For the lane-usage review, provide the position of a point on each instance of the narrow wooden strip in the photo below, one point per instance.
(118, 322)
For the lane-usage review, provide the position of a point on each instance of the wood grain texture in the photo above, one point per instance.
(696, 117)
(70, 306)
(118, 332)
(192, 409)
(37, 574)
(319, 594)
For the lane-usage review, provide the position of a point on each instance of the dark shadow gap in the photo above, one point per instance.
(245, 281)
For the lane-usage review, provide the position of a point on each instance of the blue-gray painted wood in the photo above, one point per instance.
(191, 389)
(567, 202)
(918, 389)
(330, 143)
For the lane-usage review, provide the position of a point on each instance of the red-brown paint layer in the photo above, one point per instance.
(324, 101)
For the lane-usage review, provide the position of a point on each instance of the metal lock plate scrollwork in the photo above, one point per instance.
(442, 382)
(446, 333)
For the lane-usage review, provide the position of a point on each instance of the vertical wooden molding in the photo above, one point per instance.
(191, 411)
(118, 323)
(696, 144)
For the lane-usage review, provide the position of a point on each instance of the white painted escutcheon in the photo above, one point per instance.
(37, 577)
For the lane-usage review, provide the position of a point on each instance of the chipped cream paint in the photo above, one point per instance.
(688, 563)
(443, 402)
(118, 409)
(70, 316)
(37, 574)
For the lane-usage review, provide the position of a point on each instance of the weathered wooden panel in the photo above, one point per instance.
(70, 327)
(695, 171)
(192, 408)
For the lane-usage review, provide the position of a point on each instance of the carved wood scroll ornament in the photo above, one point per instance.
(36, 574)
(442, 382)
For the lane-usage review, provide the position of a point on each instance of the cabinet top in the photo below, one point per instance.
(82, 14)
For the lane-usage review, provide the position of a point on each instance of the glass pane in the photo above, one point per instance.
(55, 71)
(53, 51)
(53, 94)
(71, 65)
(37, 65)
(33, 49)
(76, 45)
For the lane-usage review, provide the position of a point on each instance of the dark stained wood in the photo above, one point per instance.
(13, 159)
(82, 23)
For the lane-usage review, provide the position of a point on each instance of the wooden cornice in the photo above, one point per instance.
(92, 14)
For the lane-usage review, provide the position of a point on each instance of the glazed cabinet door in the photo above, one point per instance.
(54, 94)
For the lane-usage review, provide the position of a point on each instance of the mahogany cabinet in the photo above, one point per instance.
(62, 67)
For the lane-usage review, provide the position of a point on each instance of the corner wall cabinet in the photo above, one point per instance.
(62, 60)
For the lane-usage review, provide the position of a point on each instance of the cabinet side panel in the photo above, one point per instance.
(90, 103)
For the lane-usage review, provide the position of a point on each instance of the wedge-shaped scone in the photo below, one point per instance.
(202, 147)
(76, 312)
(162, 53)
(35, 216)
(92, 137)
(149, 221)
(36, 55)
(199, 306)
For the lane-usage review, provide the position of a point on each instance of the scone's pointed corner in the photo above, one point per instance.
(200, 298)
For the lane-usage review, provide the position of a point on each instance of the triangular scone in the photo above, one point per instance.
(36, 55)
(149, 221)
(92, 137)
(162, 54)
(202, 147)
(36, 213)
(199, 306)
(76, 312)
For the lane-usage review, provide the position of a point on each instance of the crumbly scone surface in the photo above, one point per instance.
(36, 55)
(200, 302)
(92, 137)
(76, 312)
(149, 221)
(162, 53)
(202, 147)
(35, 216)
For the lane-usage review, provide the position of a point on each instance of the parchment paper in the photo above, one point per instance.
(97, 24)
● ● ● ● ● ● ●
§ **Task requirements**
Transcribe each record exactly. Leave nothing out.

§ **Solution**
For the lane-usage review, provide the position of a point on each instance of the narrow wooden strip in the photo below, one point per instance.
(118, 322)
For the lane-usage review, provide the position of a point on each instance of the wood grain texture in the photo above, one point per instance.
(696, 117)
(70, 306)
(118, 332)
(192, 409)
(37, 574)
(319, 594)
For the lane-usage review, provide the position of a point on each instance of the dark shadow gap in the photo above, one point per instance.
(245, 281)
For the lane-usage review, provide the position of a point on each instance of the blue-gray painted wood in the photo above, one point per instance.
(191, 389)
(567, 202)
(918, 389)
(330, 143)
For the lane-usage review, provide the position of a point on each instance of the red-brown paint layer in the photo above, one point per instance.
(324, 101)
For the lane-usage review, provide the position of a point on each instance of the metal lock plate scrollwork in the photo above, one point per instance.
(442, 382)
(446, 333)
For the lane-usage review, provide the position of a point on each instance of the vertical wooden molding in the photo above, one point per instance.
(191, 411)
(118, 323)
(696, 144)
For the lane-usage review, provide the position of a point on each instance of the white painted escutcheon in the photo above, one point per instance.
(37, 577)
For the lane-usage review, provide the position of a point on each instance of the chipped cream paint in the photo above, one point per instance.
(688, 563)
(443, 402)
(118, 409)
(70, 316)
(37, 574)
For the lane-usage review, provide the position of a point on each instance of the weathered wooden panel in the photo above, one point per instance.
(70, 327)
(695, 171)
(192, 408)
For the lane-usage review, provide the position of a point on each instance of the carved wood scroll ornament in the photo above, one point per instance.
(36, 574)
(442, 382)
For the lane-usage review, provide the position of a point on each instance of the cabinet top in the photo below, one point per instance.
(82, 14)
For the lane-usage review, provide the position of a point on each instance of the glass pane in the photo above, one point per instance.
(55, 71)
(53, 51)
(53, 94)
(71, 65)
(37, 65)
(33, 49)
(76, 45)
For the lane-usage review, provide the position of a point on each instance of the dark stained wood in the photo above, one point per instance.
(13, 159)
(82, 23)
For the lane-usage review, provide the position of a point on each instance of the wooden cornice in the photo above, one point per instance.
(92, 14)
For the lane-usage review, provide the position of a point on each instance of the glazed cabinet door in the photo above, one point per instance.
(54, 94)
For the lane-usage review, provide the position of a point on each instance of the mahogany cabinet in the photo above, one point per instance.
(62, 67)
For the lane-usage review, provide the position of a point on each instance of the corner wall cabinet in the photo above, one point per instance.
(62, 60)
For the lane-usage review, provide the position of a point on each instance of the cabinet side panel in the photo above, one point per instance.
(90, 103)
For the lane-usage review, provide the position of a point on each instance of the wedge-shaped scone in the photo below, one point per instance.
(202, 147)
(76, 312)
(162, 53)
(35, 216)
(92, 137)
(149, 221)
(36, 55)
(199, 306)
For the lane-usage review, provide the position of a point on each instance of the scone's pointed corner in the photo above, one point per instance.
(200, 298)
For the lane-usage review, provide the position of a point on each instance of the triangular scone in the photo above, one point per instance.
(36, 55)
(149, 221)
(92, 137)
(162, 54)
(202, 147)
(36, 213)
(199, 306)
(76, 312)
For the lane-usage review, provide the position of a point on each instance of the crumbly scone surface in the photo above, one point per instance.
(36, 55)
(200, 302)
(92, 137)
(76, 312)
(149, 221)
(162, 53)
(202, 147)
(35, 216)
For the lane-usage review, provide the position of a point on each instance of the parchment paper in the photo above, one point per instance.
(97, 24)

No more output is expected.